>> START
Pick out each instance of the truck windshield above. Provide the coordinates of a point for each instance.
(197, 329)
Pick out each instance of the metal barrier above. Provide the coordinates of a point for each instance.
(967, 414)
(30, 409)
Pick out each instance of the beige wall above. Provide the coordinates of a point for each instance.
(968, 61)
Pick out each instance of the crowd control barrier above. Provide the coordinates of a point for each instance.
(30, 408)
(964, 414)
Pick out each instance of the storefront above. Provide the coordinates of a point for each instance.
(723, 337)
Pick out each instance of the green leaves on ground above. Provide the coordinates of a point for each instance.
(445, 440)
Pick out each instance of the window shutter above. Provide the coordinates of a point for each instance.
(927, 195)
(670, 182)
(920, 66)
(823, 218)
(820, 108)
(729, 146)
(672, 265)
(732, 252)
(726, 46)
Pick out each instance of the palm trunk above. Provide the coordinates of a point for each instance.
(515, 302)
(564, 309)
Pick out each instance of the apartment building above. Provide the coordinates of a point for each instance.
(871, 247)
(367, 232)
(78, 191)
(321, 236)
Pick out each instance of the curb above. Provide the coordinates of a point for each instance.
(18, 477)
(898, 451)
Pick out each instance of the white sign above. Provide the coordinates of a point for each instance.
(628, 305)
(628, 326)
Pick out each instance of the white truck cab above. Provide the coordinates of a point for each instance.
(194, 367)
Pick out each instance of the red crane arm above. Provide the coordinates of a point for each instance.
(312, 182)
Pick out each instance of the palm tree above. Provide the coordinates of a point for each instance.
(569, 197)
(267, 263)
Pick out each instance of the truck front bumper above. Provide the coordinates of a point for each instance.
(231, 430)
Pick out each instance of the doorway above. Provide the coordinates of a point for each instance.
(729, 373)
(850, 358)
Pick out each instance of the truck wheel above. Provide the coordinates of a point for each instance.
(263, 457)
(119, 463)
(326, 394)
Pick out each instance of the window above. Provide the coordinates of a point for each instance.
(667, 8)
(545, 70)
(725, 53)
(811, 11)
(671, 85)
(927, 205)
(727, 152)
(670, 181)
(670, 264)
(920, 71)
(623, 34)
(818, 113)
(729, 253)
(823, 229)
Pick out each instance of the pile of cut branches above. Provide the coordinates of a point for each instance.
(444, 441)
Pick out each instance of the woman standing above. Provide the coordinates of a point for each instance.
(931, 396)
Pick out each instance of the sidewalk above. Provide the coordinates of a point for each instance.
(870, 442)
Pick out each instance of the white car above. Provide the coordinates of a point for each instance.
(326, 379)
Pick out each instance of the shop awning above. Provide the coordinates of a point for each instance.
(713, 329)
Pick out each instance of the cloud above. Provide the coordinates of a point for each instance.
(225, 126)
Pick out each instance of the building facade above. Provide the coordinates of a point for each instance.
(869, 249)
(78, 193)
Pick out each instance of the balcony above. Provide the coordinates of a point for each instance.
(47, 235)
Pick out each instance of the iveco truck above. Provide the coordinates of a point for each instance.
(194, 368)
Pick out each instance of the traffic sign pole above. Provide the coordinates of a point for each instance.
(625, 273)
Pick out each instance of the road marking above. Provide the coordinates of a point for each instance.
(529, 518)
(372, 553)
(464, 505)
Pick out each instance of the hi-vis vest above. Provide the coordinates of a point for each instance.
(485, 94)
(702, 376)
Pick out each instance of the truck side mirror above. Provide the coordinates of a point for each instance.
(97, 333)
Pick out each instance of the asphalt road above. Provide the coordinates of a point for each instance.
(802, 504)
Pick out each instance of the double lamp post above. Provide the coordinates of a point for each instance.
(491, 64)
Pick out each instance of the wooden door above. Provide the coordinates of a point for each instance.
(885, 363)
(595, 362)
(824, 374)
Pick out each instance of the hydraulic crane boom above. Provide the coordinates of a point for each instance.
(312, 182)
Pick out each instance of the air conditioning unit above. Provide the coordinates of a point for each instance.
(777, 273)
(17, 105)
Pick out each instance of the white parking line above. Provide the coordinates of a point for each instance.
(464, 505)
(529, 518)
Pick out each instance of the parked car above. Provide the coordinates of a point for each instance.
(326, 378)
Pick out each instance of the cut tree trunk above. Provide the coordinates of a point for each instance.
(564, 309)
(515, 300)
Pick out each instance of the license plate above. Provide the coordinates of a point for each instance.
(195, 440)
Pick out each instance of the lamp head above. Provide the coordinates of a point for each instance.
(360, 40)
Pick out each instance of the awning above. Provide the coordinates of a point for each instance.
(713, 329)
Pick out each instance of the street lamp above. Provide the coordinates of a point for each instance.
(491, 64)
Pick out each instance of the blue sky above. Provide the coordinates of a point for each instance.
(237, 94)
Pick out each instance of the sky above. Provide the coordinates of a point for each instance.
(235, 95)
>> END
Direction »
Reproduce every one of the rows above verbatim.

Written solution »
Pick out each instance of the truck windshield above. Provide the coordinates of a point for each instance.
(197, 329)
Pick out each instance of the metal barrier above. Provide the coordinates of a point for each instance.
(967, 414)
(30, 409)
Pick out each instance of the beige wall above. Provide the coordinates of a point for each instance.
(968, 61)
Pick out each instance of the crowd control barrier above. Provide the coordinates of a point for each instance.
(30, 408)
(964, 414)
Pick out each instance of the storefront above. Provide the coordinates of a point for each instance.
(723, 337)
Pick out each instance of the green leaves on ground above. Provide the coordinates of a point for each instance.
(445, 440)
Pick out each instance of the window shutter above. Provide the coordinates of a point for each instance.
(927, 195)
(670, 182)
(920, 66)
(823, 218)
(820, 108)
(729, 146)
(672, 265)
(732, 252)
(726, 46)
Pick out each instance of the palm trunk above. Provide the coordinates of a point for each instance.
(515, 302)
(564, 309)
Pick out each instance of the apartment building above. Provide the coordinates of a point for each instance.
(871, 247)
(367, 232)
(78, 191)
(321, 236)
Pick out each instance of the curb above. Provide the coordinates of a point for each instance.
(18, 477)
(898, 451)
Pick out each instance of the white sign above. Provide the coordinates of a point for each instance.
(628, 305)
(628, 326)
Pick out each instance of the white truck cab above. Provide the coordinates of a point for each instance.
(194, 367)
Pick out each instance of the red crane arm above. Provide the coordinates of a point for each instance.
(312, 182)
Pick out each instance of the palm tree above. Provide the coordinates of a point for each instance.
(569, 197)
(267, 263)
Pick out each instance of the truck front bumper above. Provide the coordinates of a point for each instance.
(231, 430)
Pick out each instance of the doorway above. Provide the coordinates of a point for each instance.
(729, 373)
(850, 358)
Pick out each instance of the truck wheel above. Provide the coordinates of a point for each instance.
(263, 457)
(119, 463)
(326, 394)
Pick out each instance of the window above. Provide the coordinates of a point for each instance.
(667, 8)
(545, 70)
(725, 53)
(811, 11)
(671, 85)
(927, 205)
(727, 152)
(670, 181)
(670, 264)
(920, 71)
(623, 34)
(818, 113)
(729, 253)
(823, 229)
Pick out each instance of the pile of cut branches above. Provide the coordinates of a point for each instance.
(444, 441)
Pick out each instance of the woman standing above. Provide the coordinates of a point for each instance.
(931, 396)
Pick out each instance of the sidewalk above. Provide the coordinates of a point for each instance.
(870, 442)
Pick out each instance of the white car above. Provide the coordinates of a point for each instance.
(326, 379)
Pick out each instance of the shop awning above. Provide the coordinates of a point for each instance.
(713, 329)
Pick out each instance of the cloud above. Provide the coordinates of a point for each instance.
(225, 126)
Pick out each instance of the building facade above. Provide the coordinates of a point for each instance.
(869, 249)
(78, 193)
Pick out each instance of the balcony above. Provide the coordinates of a point for each instance.
(47, 235)
Pick out each instance of the iveco truck above. Provide the coordinates of a point for each instance.
(194, 368)
Pick out each instance of the traffic sign pole above. Provide the coordinates of a point for each instance.
(625, 273)
Pick out each instance of the road marking above. Provide the coordinates of a point for each instance.
(529, 518)
(372, 553)
(464, 505)
Pick out each instance of the hi-vis vest above. Provide the coordinates of a point for each instance.
(485, 94)
(702, 376)
Pick out each instance of the truck side mirror above. Provide the coordinates of a point for each instance.
(97, 333)
Pick out each instance of the asphalt road above. Provide the coordinates of a point for each instance.
(802, 504)
Pick out each instance of the double lamp post above. Provide the coordinates of a point for each instance.
(491, 64)
Pick out each instance of the wooden door above. Provide the coordinates of a point for each instance.
(885, 363)
(595, 362)
(824, 374)
Pick out each instance of the hydraulic crane boom above. Provide the coordinates of a point for each instance.
(312, 182)
Pick out each instance of the air conditioning unit above. Provide the coordinates of a point for each instance.
(777, 273)
(17, 105)
Pick out each instance of the white parking line above. Provide the coordinates of a point for each instance.
(464, 505)
(529, 518)
Pick out each instance of the parked car above. Provide the coordinates of a point for each instance.
(326, 378)
Pick out each instance of the cut tree trunk above. Provide the coordinates of a point for each instance.
(564, 309)
(515, 300)
Pick out each instance of the license plate above. Provide the coordinates of a point for each instance.
(195, 440)
Pick out each instance of the lamp head above. Provide the coordinates of a point for each instance.
(360, 40)
Pick out each instance of the awning above. Provide the coordinates of a point for each instance.
(713, 329)
Pick out each instance of the street lamp above. Provide the coordinates of a point for each instance.
(491, 64)
Pick out each instance of the blue sky above. Provide the coordinates of a point for each instance.
(237, 94)
Pick out each instance of the sky above. Provide the coordinates of a point for each instance.
(235, 95)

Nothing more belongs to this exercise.